→ Source document
_ _ _ _

One recent morning in an ornate concert hall in Santa Barbara, California, a casually dressed symphony orchestra was rehearsing a disarmingly quirky, warmly romantic violin concerto. All eyes were on Caroline Shaw, and not just because the 36-year-old North Carolina native was the soloist. The piece was the product of her remarkable imagination.

"Caroline, is this more or less the effect you wanted?" conductor Larry Rachleff asked her after the strings played a briskly paced passage. "Yes, but they can be more irregular," she replied. "Feel like you're surprising yourself."

America's orchestras will offer audiences plenty of pleasant surprises over the next nine months, thanks to the increasing visibility of a group of previously underappreciated artists such as Shaw. This is, arguably, the season of the female composer.

In the wake of the #MeToo movement, and a growing consensus that the creators of the 21st century's cultural artifacts cannot exclusively be white males, some of America's most prominent ensembles are programming more works by women than ever before. Tradition-minded symphony-goers may be jolted to find Beethoven or Brahms sharing a bill with Amy Beach.

_ _ _ _

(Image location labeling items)
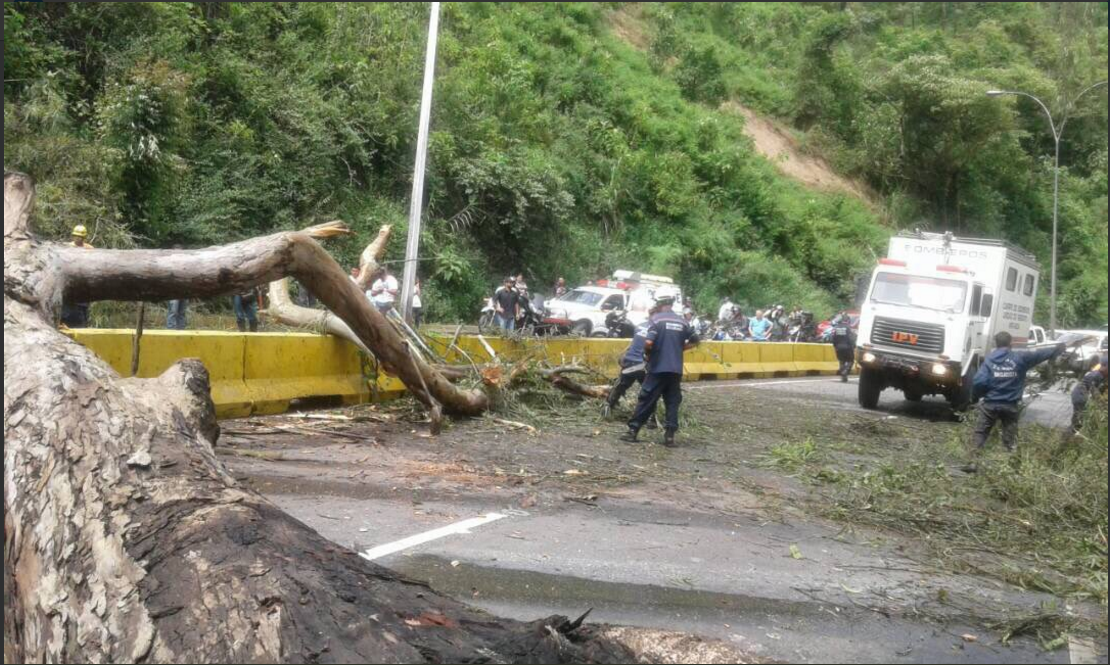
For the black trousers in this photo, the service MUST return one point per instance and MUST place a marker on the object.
(624, 382)
(847, 358)
(991, 414)
(666, 385)
(76, 314)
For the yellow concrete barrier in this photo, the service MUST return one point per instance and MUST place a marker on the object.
(814, 359)
(742, 359)
(283, 366)
(263, 372)
(776, 359)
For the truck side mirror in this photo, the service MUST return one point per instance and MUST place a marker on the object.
(988, 304)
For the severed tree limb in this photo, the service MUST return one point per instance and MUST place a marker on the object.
(367, 262)
(89, 275)
(127, 540)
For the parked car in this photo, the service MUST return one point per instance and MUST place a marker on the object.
(584, 310)
(1085, 346)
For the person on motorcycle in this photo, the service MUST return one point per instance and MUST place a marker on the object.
(727, 312)
(633, 368)
(844, 342)
(759, 328)
(668, 336)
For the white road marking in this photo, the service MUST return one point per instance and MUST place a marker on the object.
(750, 384)
(458, 527)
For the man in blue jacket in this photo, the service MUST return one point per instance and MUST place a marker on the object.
(1000, 384)
(668, 335)
(633, 366)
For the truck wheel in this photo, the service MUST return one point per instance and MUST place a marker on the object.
(960, 400)
(870, 385)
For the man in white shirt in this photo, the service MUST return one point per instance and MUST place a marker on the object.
(727, 311)
(383, 293)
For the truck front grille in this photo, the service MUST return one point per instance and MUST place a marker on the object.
(926, 338)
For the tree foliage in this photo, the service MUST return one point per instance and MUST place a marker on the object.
(558, 148)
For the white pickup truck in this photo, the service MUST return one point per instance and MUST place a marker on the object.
(932, 310)
(583, 311)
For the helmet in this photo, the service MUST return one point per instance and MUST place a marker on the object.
(665, 295)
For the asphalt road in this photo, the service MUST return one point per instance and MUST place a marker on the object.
(790, 588)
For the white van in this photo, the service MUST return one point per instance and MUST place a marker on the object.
(932, 310)
(583, 310)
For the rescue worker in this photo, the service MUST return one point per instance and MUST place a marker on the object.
(668, 335)
(76, 314)
(1093, 382)
(633, 368)
(844, 342)
(727, 312)
(1000, 384)
(245, 305)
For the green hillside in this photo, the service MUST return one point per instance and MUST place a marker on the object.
(568, 139)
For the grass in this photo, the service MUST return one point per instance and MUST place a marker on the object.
(1036, 519)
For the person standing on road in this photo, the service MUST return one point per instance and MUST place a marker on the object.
(668, 336)
(76, 314)
(175, 310)
(383, 293)
(844, 342)
(506, 304)
(726, 312)
(1093, 383)
(759, 328)
(1000, 384)
(633, 366)
(246, 310)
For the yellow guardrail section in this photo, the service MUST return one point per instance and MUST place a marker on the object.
(258, 373)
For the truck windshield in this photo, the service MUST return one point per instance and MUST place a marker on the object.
(916, 291)
(585, 298)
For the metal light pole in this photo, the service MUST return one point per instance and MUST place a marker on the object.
(416, 208)
(1057, 132)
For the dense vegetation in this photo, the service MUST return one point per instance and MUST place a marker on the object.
(563, 147)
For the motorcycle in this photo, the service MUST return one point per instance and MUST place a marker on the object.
(531, 320)
(801, 329)
(732, 331)
(617, 325)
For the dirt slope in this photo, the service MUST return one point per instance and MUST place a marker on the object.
(780, 148)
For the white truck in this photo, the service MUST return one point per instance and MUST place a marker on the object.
(584, 310)
(932, 310)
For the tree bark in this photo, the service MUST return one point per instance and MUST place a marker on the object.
(125, 540)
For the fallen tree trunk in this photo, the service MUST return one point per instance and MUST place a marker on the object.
(125, 540)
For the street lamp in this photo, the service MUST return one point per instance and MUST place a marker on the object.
(1057, 132)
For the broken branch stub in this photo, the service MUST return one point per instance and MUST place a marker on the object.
(127, 540)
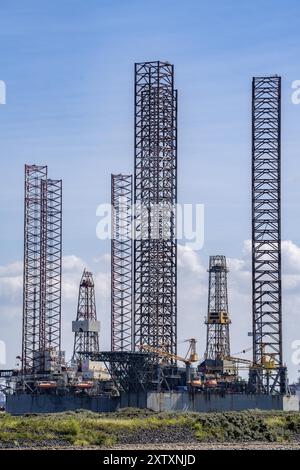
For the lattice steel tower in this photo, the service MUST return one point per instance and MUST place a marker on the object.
(42, 269)
(266, 236)
(86, 327)
(217, 321)
(155, 195)
(121, 263)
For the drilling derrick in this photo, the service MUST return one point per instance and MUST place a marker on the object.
(41, 335)
(121, 263)
(270, 376)
(217, 321)
(86, 327)
(155, 196)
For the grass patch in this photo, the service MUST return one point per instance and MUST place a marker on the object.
(84, 428)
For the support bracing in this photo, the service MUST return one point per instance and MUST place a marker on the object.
(121, 263)
(217, 321)
(86, 327)
(155, 189)
(268, 374)
(42, 268)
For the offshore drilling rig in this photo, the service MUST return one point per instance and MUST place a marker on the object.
(143, 367)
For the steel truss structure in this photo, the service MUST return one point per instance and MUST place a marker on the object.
(121, 263)
(155, 197)
(86, 326)
(42, 268)
(130, 371)
(270, 377)
(217, 321)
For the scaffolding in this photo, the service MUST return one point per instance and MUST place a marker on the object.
(121, 263)
(41, 329)
(218, 320)
(86, 327)
(266, 236)
(155, 197)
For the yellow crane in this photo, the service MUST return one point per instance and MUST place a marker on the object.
(267, 362)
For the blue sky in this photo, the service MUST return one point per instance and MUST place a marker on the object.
(68, 68)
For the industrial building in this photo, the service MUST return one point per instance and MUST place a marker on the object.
(143, 367)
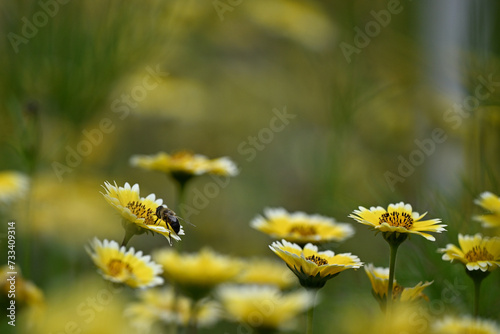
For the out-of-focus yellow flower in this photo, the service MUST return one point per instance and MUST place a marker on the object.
(265, 271)
(26, 292)
(465, 325)
(163, 306)
(312, 267)
(118, 265)
(139, 211)
(299, 21)
(475, 252)
(491, 203)
(407, 318)
(264, 307)
(398, 218)
(13, 185)
(86, 305)
(301, 228)
(197, 273)
(59, 211)
(379, 278)
(185, 163)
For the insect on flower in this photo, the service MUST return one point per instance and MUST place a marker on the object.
(169, 217)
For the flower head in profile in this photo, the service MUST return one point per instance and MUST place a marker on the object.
(301, 228)
(197, 273)
(266, 272)
(138, 210)
(491, 203)
(398, 218)
(475, 252)
(185, 163)
(465, 325)
(162, 306)
(264, 307)
(379, 278)
(13, 186)
(312, 267)
(118, 265)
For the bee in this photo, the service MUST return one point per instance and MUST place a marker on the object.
(169, 217)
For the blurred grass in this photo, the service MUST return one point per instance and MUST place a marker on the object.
(225, 77)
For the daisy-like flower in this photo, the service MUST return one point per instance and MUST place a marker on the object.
(398, 218)
(264, 308)
(185, 164)
(312, 267)
(475, 252)
(479, 254)
(118, 265)
(13, 186)
(161, 305)
(379, 278)
(197, 273)
(266, 272)
(465, 325)
(301, 228)
(139, 211)
(491, 203)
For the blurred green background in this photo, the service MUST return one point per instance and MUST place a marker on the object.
(365, 81)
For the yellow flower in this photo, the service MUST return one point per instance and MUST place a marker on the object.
(491, 203)
(379, 278)
(139, 211)
(265, 271)
(197, 273)
(118, 265)
(312, 267)
(301, 228)
(185, 162)
(264, 307)
(13, 185)
(465, 325)
(399, 218)
(89, 305)
(161, 305)
(475, 252)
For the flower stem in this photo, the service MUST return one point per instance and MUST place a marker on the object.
(310, 312)
(130, 231)
(477, 277)
(392, 268)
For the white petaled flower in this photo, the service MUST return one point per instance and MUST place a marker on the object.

_ _ _ _

→ Task to carry out
Retype the part of the article about female composers from "America's orchestras will" to "the female composer.".

→ Response
America's orchestras will offer audiences plenty of pleasant surprises over the next nine months, thanks to the increasing visibility of a group of previously underappreciated artists such as Shaw. This is, arguably, the season of the female composer.